→ **Task to complete**: Count the lines in the data below where the string "tablecloth" occurs, please, and give the number alone.

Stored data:
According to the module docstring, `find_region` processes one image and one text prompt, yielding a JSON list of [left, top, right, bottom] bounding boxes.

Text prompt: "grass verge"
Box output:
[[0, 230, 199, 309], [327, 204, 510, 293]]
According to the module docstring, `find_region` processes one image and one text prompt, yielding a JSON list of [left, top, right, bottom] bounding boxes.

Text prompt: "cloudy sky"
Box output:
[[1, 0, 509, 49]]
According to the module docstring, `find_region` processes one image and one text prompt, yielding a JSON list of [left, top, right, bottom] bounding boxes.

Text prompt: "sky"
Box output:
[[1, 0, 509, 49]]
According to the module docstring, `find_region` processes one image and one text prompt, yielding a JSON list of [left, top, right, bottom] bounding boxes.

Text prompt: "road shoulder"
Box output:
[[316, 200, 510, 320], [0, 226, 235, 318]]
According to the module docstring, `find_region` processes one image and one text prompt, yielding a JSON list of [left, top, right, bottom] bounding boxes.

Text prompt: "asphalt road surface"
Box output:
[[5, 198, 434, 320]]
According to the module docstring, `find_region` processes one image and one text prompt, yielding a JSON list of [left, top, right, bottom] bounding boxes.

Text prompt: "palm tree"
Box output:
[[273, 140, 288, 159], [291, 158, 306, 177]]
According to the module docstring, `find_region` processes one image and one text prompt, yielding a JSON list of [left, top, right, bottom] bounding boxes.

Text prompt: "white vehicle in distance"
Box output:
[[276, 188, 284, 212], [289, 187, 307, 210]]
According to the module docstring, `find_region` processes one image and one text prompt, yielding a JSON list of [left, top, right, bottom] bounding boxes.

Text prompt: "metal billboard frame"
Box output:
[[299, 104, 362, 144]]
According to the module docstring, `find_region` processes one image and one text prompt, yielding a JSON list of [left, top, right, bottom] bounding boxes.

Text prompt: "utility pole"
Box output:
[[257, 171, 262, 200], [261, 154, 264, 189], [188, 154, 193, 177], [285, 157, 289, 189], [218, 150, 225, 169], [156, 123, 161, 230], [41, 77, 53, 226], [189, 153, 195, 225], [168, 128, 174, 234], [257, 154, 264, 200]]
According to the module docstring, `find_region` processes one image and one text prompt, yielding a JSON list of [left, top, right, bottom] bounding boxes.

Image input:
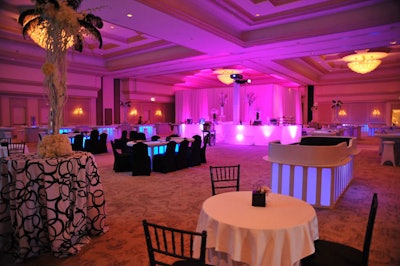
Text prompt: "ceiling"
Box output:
[[0, 0, 399, 90]]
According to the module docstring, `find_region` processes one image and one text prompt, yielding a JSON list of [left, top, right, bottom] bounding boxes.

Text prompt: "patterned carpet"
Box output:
[[1, 138, 399, 266]]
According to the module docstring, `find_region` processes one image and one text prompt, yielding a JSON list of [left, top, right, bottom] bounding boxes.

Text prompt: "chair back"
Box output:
[[7, 142, 25, 155], [1, 138, 12, 144], [165, 141, 177, 156], [72, 134, 84, 151], [121, 130, 128, 140], [137, 132, 147, 141], [176, 139, 189, 170], [362, 193, 378, 265], [131, 142, 151, 176], [200, 134, 208, 163], [90, 129, 99, 141], [110, 140, 120, 157], [166, 134, 179, 141], [151, 135, 160, 141], [152, 141, 177, 173], [129, 131, 138, 141], [99, 133, 108, 153], [210, 164, 240, 195], [189, 135, 202, 166], [142, 220, 207, 266]]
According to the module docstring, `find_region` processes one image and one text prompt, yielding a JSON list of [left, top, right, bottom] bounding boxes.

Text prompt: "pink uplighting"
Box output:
[[289, 125, 300, 138], [236, 134, 244, 142], [262, 126, 273, 137]]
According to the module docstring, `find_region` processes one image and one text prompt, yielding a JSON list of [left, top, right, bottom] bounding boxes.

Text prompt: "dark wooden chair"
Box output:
[[301, 193, 378, 266], [110, 140, 131, 172], [175, 139, 189, 170], [210, 164, 240, 195], [131, 142, 151, 176], [6, 142, 25, 155], [153, 141, 177, 173], [143, 219, 208, 266]]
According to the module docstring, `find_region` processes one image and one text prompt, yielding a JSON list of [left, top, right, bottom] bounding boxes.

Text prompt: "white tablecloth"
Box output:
[[195, 191, 319, 266]]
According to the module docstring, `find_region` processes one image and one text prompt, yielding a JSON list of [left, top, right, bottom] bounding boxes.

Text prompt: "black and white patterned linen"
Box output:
[[0, 151, 108, 259]]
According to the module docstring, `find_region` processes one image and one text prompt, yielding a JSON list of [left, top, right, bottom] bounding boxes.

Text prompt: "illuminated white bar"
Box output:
[[179, 123, 302, 145], [267, 136, 358, 208]]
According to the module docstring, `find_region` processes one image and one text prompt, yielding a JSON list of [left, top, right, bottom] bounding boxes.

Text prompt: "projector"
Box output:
[[230, 74, 243, 79], [235, 79, 252, 84]]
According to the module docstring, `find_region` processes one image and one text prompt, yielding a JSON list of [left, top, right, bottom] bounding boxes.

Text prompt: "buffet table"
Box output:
[[0, 151, 108, 260], [195, 191, 319, 266]]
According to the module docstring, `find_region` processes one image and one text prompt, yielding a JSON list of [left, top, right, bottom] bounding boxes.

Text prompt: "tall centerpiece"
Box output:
[[18, 0, 103, 157], [219, 92, 227, 118], [246, 92, 256, 123], [331, 99, 343, 124]]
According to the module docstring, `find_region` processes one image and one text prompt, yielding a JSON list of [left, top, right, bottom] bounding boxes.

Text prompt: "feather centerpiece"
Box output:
[[18, 0, 103, 157]]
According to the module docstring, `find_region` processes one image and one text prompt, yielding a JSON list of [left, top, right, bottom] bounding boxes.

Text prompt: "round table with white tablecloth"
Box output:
[[195, 191, 319, 266]]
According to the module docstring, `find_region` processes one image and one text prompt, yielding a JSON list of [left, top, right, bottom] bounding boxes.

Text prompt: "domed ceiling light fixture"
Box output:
[[342, 49, 387, 74], [214, 69, 242, 85]]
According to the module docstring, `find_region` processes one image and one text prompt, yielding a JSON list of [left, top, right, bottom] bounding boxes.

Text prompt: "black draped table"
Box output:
[[0, 151, 108, 260]]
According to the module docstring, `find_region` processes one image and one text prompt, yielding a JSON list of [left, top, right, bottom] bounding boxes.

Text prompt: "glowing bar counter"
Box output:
[[267, 136, 358, 208], [179, 123, 302, 145]]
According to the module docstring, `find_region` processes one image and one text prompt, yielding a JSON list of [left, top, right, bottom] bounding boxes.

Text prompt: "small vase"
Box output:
[[252, 191, 266, 207]]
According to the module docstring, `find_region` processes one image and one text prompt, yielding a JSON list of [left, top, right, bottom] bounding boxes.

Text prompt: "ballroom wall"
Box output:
[[1, 61, 399, 129], [313, 80, 400, 126], [0, 63, 175, 127]]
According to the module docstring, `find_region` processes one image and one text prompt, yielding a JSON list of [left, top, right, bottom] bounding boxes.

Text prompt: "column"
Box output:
[[233, 82, 240, 124]]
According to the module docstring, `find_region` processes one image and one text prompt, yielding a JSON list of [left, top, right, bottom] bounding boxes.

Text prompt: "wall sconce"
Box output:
[[155, 110, 162, 116], [73, 107, 83, 116], [372, 109, 381, 117], [130, 109, 138, 116], [338, 109, 347, 116]]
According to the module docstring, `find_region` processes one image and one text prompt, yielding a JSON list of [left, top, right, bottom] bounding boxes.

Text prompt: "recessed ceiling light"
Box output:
[[110, 26, 115, 29], [127, 13, 133, 18], [389, 41, 397, 45], [255, 13, 260, 17]]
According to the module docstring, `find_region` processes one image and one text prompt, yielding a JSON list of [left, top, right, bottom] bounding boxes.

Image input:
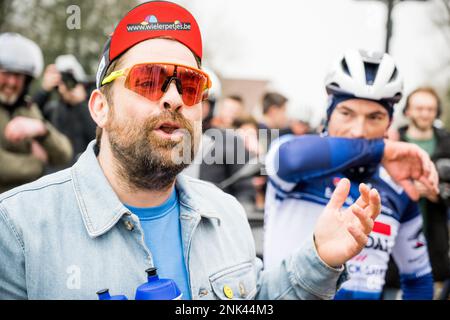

→ **Answer to this problem**: 2